Dataset rows
** START **

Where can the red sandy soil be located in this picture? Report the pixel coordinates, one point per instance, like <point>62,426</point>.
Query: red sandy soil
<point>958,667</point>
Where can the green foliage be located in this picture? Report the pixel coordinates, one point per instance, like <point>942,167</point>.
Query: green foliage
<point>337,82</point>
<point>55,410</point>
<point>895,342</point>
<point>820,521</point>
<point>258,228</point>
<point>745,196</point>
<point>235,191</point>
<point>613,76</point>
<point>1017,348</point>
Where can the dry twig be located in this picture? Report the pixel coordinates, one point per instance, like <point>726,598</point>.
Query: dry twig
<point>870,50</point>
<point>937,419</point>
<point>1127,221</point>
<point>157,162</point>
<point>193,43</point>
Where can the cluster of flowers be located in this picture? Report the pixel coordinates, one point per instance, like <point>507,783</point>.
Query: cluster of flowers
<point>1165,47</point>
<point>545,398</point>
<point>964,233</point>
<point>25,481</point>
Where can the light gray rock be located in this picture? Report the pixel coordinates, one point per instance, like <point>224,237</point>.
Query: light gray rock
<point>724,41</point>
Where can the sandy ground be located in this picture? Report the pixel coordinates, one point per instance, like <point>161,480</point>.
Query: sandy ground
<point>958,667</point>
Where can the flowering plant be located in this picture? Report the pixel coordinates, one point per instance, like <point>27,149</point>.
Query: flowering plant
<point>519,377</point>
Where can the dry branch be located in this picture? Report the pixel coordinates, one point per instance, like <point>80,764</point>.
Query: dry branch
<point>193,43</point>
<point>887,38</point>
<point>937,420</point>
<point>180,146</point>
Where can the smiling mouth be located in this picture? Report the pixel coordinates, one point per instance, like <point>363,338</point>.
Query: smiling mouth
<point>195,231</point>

** END **

=== TASK DETAILS ===
Extract the listing in its entirety and repeat it exactly.

=== SOLUTION TO THIS EXERCISE ===
Where can the red sandy soil be located in this picture? Report the pixel coordinates, one point per instance, like <point>62,426</point>.
Query: red sandy soil
<point>958,667</point>
Where can the green foliage be located in this picture? Report the pixel coordinates, one point per instance, like <point>942,167</point>.
Query: green foliage
<point>337,82</point>
<point>55,410</point>
<point>895,342</point>
<point>820,521</point>
<point>258,228</point>
<point>745,196</point>
<point>235,191</point>
<point>613,76</point>
<point>1017,348</point>
Where can the dry twig be located in this picture? Report the pixel coordinates, one point per instance, like <point>726,598</point>.
Query: dry twig
<point>870,50</point>
<point>937,419</point>
<point>1127,221</point>
<point>157,162</point>
<point>193,43</point>
Where can the cluster of flowers be located in this picture? Report the pixel coordinates, one point per instance, like <point>507,783</point>.
Query: cluster of flowers
<point>1165,47</point>
<point>545,398</point>
<point>964,233</point>
<point>25,481</point>
Where can the light gray rock be located in this picture? Report the pixel coordinates, one point per instance, like <point>224,237</point>.
Query: light gray rock
<point>724,41</point>
Where can the sandy ground be located in this picture? Report the pixel coordinates, one point per instance, like <point>161,480</point>.
Query: sandy ground
<point>958,667</point>
Where can the flowering plant be located in this picture? Report the pixel coordinates, one point per instance, like <point>27,149</point>.
Query: flowering plant
<point>519,377</point>
Where can the dry branch be located in this picture? Report the pixel coordinates, one point per instance, like <point>80,764</point>.
Query: dry branch
<point>193,43</point>
<point>887,38</point>
<point>937,420</point>
<point>180,146</point>
Where can the smiling mouth be located in this picture? Report the pixel coordinates, one point per instance, like <point>363,338</point>.
Query: smiling mouth
<point>195,231</point>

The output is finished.